(Beginning of LISTED ENTRIES)

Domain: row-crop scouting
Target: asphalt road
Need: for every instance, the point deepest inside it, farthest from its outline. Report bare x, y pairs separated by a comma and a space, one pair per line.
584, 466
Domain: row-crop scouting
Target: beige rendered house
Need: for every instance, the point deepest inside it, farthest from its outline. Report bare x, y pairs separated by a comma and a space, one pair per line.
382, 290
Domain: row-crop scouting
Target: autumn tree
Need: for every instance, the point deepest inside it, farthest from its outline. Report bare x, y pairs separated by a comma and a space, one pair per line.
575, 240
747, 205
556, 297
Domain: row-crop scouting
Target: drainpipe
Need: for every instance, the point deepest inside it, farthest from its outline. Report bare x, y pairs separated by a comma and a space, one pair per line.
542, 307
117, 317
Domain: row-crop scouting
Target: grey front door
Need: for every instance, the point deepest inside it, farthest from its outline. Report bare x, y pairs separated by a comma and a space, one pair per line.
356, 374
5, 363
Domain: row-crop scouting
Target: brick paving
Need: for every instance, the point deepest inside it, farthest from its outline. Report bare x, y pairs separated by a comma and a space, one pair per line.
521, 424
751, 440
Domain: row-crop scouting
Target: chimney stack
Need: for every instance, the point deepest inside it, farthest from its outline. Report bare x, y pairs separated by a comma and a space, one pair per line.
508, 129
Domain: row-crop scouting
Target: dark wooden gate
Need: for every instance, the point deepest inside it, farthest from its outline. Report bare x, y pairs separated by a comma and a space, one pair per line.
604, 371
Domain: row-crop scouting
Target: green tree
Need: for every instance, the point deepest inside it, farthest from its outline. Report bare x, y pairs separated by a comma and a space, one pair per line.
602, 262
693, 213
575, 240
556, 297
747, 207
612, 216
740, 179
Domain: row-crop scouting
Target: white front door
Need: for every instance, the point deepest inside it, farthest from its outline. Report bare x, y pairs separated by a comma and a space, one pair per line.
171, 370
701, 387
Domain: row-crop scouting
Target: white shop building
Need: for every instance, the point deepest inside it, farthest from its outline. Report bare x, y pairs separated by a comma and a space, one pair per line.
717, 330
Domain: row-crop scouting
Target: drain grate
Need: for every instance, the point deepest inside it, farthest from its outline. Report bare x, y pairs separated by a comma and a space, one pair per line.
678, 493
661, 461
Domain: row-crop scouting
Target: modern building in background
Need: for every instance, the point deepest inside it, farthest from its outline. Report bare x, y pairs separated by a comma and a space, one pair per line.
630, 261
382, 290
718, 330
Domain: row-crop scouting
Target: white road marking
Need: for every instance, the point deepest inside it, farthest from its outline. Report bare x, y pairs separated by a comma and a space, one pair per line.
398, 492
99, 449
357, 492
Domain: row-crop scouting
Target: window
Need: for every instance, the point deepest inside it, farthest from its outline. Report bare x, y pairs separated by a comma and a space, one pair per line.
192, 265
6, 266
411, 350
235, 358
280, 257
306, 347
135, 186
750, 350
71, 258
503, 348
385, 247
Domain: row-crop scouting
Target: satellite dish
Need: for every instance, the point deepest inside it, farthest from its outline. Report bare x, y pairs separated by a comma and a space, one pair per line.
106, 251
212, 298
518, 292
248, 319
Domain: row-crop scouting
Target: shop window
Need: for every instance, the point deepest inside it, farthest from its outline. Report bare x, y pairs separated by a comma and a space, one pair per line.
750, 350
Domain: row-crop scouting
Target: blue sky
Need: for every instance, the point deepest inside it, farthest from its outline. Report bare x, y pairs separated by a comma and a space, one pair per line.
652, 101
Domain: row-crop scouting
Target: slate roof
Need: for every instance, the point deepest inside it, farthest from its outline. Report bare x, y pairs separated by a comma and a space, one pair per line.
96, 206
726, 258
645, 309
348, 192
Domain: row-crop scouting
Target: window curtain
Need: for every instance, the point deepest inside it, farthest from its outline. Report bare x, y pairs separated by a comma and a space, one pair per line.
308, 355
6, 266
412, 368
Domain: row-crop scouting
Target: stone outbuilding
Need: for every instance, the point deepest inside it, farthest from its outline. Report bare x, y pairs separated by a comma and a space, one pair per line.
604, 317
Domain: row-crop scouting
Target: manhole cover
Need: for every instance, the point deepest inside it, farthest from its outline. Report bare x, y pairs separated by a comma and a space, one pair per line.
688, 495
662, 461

(End of LISTED ENTRIES)

Whenever the word "shop" shows up in a line above, copy that line.

● RESULT OF THIS TASK
Target: white shop building
Target: shop window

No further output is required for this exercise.